Start of Selected excerpt

2. The apparatus according to claim 1 wherein the arrangement
obtains the drift error without reference to another device.
3. The apparatus according to claim 1 wherein the arrangement
obtains the drift error without manual intervention.
4. The apparatus according to claim 1 wherein the gyroscopic device
is located in a portable unit and the whole unit is inverted.
5. The apparatus according to claim 1 wherein the gyroscopic device
is located in a portable unit and the whole unit is inverted
manually.
6. The apparatus according to claim 1 wherein the gyroscopic device
is inverted relative to a housing within which the device is
located.
7. The apparatus according to claim 1 wherein the gyroscopic device
is inverted by a motor within the housing.
8. The apparatus according to claim 1 wherein the arrangement acts
to take the difference between the two readings to determine the
error.
9. The apparatus according to claim 1 wherein a heading is derived
from the rate gyro by integrating the output over time.
Description
[0001] This application claims priority under 35 U.S.C. 119 from
Provisional Application Ser. No. 61/265,415 filed Dec. 1, 2009.
[0002] This invention relates to rate of turn signal generator for
use in ship navigation and particularly by a ship's pilot where the
output signal is corrected for drift compensation without reference
to an exterior input source.
BACKGROUND OF THE INVENTION
[0003] A number of developments have recently been undertaken to
create a signal generator based on a gyroscopic signal which
calculates and outputs a signal indicative or proportional to a
rate of turn of the ship.
[0004] Attempts are made to provide a signal having an accuracy of
the order of 0.1 degrees per minute.
[0005] Devices of this type use an electronic gyroscopic component
as the source so that the output of the component is a voltage
which is proportional to the rate of turn of the gyroscope in the
selected plane. This output can be provided as a raw signal for
input into navigation software separate from the device itself.
Alternatively the device can itself use internal software to
manipulate the raw signal into a digital output indicative of the
rate of turn or other software can be used to provide other
navigational signals to be used by the ship's systems or in a
portable unit carried by a pilot onto the ship.

End of Selected excerpt
Start of Listing

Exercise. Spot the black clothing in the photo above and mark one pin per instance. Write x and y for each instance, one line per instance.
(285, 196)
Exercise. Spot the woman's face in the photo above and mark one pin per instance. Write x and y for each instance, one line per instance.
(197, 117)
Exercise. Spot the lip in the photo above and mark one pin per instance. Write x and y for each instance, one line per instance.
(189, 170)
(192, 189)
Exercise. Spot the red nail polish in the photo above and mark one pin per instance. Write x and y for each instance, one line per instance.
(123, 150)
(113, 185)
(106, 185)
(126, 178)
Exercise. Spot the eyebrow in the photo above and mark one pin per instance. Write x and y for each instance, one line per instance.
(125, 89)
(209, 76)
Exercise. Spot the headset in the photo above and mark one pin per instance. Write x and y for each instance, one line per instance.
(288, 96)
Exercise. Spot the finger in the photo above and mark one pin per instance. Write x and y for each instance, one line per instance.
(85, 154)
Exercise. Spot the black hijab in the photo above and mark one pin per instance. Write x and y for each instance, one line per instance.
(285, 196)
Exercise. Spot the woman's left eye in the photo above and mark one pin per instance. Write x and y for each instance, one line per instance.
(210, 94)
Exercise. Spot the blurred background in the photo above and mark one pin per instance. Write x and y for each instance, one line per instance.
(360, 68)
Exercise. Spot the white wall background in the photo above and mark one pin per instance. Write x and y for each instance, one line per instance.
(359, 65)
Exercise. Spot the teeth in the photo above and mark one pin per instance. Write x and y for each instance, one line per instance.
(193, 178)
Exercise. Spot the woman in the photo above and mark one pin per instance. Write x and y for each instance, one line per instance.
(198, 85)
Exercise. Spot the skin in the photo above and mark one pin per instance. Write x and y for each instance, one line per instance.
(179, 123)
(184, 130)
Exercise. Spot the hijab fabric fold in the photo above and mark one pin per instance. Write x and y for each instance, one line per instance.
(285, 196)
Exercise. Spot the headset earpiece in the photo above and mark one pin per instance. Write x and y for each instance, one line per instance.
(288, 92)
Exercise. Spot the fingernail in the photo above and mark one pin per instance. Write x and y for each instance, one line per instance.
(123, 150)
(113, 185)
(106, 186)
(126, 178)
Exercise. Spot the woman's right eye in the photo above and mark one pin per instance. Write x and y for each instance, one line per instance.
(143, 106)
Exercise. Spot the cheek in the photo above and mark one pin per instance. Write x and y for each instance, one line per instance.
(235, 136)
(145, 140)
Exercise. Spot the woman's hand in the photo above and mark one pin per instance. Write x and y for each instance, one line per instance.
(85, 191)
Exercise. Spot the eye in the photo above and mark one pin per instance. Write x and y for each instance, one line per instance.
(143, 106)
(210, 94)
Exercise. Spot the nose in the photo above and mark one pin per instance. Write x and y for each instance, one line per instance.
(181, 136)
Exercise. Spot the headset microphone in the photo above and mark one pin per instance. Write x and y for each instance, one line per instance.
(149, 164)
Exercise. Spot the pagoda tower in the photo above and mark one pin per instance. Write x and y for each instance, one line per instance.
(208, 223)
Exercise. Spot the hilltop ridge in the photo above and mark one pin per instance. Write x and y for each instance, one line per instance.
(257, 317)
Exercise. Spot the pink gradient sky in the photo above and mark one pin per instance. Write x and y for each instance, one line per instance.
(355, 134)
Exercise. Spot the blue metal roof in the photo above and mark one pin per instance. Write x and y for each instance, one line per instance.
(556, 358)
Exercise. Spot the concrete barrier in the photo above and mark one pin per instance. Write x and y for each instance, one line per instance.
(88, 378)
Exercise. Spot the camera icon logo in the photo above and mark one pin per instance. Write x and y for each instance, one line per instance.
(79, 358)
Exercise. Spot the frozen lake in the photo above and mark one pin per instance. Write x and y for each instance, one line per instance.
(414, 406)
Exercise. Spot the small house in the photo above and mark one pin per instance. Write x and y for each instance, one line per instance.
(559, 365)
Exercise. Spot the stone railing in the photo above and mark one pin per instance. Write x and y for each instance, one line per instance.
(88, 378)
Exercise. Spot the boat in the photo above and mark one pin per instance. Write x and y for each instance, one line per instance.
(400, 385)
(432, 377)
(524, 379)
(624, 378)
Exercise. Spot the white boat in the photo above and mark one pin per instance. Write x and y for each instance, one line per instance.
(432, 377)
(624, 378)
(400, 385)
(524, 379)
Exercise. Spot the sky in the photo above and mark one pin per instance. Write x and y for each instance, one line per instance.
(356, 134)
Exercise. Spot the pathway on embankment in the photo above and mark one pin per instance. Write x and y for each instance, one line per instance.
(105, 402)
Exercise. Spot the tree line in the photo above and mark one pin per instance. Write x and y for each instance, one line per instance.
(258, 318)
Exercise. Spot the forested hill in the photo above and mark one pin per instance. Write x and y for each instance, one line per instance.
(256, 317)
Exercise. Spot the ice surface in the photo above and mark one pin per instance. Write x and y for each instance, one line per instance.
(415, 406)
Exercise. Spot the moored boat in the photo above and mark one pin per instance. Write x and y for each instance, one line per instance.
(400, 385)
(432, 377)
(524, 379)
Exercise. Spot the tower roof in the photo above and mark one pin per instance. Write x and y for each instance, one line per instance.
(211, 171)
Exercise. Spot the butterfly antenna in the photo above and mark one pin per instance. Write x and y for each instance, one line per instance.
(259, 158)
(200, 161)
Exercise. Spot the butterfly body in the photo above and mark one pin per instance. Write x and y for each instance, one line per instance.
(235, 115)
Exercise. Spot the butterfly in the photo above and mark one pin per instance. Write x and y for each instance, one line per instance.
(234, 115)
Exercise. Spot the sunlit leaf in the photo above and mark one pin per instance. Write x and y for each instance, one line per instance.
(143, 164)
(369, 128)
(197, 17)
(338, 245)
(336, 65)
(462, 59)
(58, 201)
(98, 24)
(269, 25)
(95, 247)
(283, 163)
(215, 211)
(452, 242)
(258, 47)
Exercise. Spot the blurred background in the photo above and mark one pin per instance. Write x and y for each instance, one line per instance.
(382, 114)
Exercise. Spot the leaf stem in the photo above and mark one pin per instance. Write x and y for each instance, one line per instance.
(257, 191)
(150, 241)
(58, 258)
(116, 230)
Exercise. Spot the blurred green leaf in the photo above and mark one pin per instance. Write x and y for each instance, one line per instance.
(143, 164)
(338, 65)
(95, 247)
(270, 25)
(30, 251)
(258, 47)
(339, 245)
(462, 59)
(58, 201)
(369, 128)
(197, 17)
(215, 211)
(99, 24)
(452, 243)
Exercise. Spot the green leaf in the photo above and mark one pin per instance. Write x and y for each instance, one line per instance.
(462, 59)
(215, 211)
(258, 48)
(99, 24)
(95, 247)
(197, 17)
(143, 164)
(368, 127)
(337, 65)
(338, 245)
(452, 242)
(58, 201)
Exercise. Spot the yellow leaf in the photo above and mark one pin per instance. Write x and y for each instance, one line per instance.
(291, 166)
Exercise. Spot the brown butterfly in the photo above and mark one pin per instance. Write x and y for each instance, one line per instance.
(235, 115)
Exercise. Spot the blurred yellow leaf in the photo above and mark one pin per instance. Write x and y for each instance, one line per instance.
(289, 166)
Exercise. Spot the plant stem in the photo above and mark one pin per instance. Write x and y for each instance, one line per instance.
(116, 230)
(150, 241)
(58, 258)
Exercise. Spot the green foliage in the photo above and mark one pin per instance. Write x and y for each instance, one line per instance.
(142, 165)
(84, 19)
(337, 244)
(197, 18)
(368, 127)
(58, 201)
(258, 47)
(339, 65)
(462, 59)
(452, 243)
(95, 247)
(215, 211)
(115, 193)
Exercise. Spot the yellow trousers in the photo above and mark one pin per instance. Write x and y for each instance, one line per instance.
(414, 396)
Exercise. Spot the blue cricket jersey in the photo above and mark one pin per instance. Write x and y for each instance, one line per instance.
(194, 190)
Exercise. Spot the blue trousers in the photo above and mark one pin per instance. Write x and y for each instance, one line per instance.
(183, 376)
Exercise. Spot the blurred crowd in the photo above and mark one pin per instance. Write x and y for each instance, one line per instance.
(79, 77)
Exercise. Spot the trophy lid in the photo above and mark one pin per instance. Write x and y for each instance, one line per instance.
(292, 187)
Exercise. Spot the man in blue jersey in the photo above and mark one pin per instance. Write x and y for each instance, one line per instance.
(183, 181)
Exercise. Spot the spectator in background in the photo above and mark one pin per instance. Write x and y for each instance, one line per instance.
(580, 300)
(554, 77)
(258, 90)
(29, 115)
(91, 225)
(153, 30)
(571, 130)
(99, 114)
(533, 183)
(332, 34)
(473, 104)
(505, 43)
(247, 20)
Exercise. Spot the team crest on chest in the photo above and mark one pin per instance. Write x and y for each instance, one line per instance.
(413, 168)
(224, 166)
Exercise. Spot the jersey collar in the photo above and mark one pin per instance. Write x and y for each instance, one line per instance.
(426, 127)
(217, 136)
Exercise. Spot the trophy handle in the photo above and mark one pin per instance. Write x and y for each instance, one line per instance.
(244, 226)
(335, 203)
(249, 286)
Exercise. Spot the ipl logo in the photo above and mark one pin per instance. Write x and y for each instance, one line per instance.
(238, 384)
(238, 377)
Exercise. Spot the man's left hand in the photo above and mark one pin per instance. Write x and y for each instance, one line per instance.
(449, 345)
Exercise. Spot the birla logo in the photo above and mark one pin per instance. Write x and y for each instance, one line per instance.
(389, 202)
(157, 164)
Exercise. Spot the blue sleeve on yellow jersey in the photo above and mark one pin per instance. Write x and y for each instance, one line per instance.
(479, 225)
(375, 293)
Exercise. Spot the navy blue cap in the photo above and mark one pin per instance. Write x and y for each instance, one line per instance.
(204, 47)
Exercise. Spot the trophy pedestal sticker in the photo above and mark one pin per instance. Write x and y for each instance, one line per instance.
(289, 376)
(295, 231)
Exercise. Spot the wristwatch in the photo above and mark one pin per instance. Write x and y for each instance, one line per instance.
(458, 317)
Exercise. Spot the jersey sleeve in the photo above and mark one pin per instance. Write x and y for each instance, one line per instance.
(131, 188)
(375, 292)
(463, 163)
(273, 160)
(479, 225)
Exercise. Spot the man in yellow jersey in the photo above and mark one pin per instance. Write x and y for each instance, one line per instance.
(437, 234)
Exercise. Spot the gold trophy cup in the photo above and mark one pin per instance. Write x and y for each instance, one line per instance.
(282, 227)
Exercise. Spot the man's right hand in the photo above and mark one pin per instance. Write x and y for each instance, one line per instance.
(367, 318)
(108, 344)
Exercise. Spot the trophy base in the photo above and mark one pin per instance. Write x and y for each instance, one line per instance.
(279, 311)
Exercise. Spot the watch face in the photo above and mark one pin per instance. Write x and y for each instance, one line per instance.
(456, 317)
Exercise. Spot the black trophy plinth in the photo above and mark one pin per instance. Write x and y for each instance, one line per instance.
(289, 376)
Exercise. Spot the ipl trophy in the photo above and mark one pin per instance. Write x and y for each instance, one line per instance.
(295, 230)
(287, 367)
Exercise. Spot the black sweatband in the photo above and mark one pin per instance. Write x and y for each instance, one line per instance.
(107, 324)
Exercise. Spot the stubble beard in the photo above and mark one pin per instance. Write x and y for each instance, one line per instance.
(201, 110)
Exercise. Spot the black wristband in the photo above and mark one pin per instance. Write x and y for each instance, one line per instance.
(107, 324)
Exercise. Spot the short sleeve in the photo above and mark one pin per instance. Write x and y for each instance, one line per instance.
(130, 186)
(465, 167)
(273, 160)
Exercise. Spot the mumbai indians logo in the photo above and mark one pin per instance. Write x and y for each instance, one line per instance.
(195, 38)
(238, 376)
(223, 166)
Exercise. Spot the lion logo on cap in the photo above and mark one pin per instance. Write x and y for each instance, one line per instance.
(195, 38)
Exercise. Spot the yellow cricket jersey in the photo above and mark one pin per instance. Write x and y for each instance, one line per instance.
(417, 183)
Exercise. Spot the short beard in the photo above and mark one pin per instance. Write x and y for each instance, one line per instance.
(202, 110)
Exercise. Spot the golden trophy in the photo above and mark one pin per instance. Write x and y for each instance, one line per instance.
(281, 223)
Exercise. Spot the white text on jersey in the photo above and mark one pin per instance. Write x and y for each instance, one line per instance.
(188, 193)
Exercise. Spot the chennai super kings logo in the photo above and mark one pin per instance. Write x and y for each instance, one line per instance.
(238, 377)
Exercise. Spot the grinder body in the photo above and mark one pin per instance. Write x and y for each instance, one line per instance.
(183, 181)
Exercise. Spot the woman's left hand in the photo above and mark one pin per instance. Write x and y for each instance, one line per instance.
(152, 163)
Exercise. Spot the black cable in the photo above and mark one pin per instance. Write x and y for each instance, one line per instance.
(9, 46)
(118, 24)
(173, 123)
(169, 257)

End of Listing

Your goal: Proceed with the patent text on the ship's rate-of-turn signal generator, picking up after its last sentence. The records were taken from a separate source.

Answer to the exercise:
[0006] Many gyroscopic devices of this type are available, none of
which use a conventional rotating gyroscope but instead use various
electronic components which can be cheaply and accurately
manufactured for the required characteristics.
[0007] Examples are:
[0008] A piezoelectric gyroscope where a piezoelectric material can
be induced to vibrate, and lateral motion due to coriolis force can
be measured to produce a signal related to the rate of
rotation.
[0009] Wine glass resonator, also called the hemispherical
resonator gyro, or the HRG. Hemisphere driven to resonance and
nodal points measured to indicate rotation.
[0010] Tuning fork gyroscope where a pair of test masses are driven
to resonate and their displacement from the plane of oscillation is
measured to produce a signal related to the rate of rotation.
[0011] Vibrating wheel gyroscope where a wheel is driven to rotate
a fraction of a full turn about its axis. Tilt of the wheel is
measured to produce a signal related to the rate of rotation.
[0012] MEMS gyroscope which is a relatively inexpensive vibrating
structure gyroscopes using MEMS technology. These can be
implemented as the tuning fork resonator, vibrating wheel or
(planar) wine glass resonator.
[0013] A rate gyro or rate of turn generator is not normally
considered to be a long term reference source. Over a period of
time the output will drift as there is no reference to any fixed
point in space. A rate of turn output error from a MEMS sensor will
shift slowly within a given known range and is not cumulative. It
is desirable to remove this error periodically. This can be done by
monitoring a heading source. A heading can be derived from the rate
gyro by integrating the output over time. The heading derived in
this way will accumulate uncertainty over time.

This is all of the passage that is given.